Extrait:
+++++

ROOM WITH A VIEW - (LA) HORDE / Ballet national de Marseille / RONE

 Si Anthony Burgess devait réécrire ORANGE MÉCANIQUE aujourd'hui, sans doute qu'il pourrait ressembler à ROOM WITH A VIEW, à une petite exception près: cela n'aurait rien d'un roman d'anticipation, mais tiendrait plutôt d'un instantané glaçant de nos réalités.

crédit: Aude Arago

ROOM WITH A VIEW est un choc. Un vrai, profond et intense. Une claque phénoménale, de celles qui te font siffler les oreilles de longues heures, te laissent étourdi.e, un brin nauséeus.e. Je ne vais pas tourner autour du pot, je suis sortie d'Équilibre dans un état second. Tremblante, en larmes, incapable de formuler des phrases complètes, en état de sidération. Je vais essayer de vous expliquer ce que j'ai vu, vécu, et pourquoi il est indispensable de voir ROOM WITH A VIEW. Pour celles et ceux qui me lisent depuis de nombreuses années, vous savez que j'abhorre les avertissements, cependant, à moins que vous soyiez des parents experts en débriefing, ce n'est pas un spectacle "tout public". Clairement pas. C'est le seul avertissement que vous aurez de ma part.

+++++

Données de l'exercice:
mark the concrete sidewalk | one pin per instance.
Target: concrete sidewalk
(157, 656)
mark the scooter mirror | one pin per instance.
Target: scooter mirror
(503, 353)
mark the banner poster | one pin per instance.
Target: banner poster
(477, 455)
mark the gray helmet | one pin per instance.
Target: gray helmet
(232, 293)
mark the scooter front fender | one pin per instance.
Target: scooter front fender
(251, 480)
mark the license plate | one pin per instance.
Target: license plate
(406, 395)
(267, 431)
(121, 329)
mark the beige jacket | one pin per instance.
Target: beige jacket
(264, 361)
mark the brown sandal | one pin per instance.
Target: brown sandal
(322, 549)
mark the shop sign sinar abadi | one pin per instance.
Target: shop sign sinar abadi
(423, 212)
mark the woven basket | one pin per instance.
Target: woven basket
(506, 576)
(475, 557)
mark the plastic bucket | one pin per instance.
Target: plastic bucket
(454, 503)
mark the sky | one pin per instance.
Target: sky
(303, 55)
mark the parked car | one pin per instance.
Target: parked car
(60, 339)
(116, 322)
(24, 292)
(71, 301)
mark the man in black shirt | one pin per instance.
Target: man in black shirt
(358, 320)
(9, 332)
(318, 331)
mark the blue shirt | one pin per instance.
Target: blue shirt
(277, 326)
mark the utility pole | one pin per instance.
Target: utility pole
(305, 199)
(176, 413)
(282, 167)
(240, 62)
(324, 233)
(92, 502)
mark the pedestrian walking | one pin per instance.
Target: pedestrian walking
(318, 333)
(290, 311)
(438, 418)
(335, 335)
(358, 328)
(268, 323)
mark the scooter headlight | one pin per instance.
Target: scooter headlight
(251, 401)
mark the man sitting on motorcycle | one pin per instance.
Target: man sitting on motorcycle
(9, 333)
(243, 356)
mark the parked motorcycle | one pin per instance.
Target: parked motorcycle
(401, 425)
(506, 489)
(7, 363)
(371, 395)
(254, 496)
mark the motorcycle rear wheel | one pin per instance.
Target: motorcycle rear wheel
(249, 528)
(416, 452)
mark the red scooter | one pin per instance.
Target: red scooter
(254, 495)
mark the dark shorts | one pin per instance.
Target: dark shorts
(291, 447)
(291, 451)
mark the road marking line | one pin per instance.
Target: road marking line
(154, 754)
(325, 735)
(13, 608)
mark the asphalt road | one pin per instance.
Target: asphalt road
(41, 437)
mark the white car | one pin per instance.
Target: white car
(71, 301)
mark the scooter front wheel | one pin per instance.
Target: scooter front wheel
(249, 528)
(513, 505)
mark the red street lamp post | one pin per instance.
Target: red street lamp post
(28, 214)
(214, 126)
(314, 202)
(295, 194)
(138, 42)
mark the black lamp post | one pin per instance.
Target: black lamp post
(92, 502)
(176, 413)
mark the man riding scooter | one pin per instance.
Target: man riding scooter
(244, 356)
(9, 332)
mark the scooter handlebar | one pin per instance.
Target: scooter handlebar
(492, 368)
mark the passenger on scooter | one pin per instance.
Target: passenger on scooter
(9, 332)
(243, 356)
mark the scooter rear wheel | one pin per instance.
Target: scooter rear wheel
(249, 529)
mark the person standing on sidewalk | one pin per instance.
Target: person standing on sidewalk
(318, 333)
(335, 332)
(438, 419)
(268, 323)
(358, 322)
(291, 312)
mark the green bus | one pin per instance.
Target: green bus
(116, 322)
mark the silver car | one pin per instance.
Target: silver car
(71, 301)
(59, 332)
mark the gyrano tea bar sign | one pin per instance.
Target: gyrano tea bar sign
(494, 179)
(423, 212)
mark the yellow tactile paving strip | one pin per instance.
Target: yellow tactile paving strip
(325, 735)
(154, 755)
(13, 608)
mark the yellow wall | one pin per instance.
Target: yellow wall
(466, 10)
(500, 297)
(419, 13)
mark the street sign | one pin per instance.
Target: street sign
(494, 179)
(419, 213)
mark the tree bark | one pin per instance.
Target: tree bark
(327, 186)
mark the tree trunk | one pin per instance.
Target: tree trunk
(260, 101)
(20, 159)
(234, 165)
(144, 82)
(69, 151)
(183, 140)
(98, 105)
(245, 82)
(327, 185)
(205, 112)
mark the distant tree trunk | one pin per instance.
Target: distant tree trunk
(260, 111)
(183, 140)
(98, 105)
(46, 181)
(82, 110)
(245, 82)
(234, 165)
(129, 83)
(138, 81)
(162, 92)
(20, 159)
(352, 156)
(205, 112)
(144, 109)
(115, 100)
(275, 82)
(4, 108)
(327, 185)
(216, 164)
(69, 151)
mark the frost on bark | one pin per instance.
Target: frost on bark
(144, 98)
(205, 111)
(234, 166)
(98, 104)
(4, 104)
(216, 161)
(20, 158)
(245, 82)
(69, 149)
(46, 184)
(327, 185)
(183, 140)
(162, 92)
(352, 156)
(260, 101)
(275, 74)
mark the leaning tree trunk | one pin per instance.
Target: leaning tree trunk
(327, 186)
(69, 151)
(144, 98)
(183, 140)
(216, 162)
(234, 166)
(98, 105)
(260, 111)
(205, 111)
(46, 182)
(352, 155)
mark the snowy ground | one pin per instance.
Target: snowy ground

+++++

Consigne A: Dans l'extrait, recopiez le passage qui commence aux mots « ROOM WITH A VIEW - (LA) » et qui s'arrête après « de nos réalités. ».
Consigne B: Relevez toutes les lignes qui contiennent le mot « mirror ». Les majuscules et les minuscules comptent.

Réponse A:
ROOM WITH A VIEW - (LA) HORDE / Ballet national de Marseille / RONE

 Si Anthony Burgess devait réécrire ORANGE MÉCANIQUE aujourd'hui, sans doute qu'il pourrait ressembler à ROOM WITH A VIEW, à une petite exception près: cela n'aurait rien d'un roman d'anticipation, mais tiendrait plutôt d'un instantané glaçant de nos réalités.

Réponse B:
mark the scooter mirror | one pin per instance.
Target: scooter mirror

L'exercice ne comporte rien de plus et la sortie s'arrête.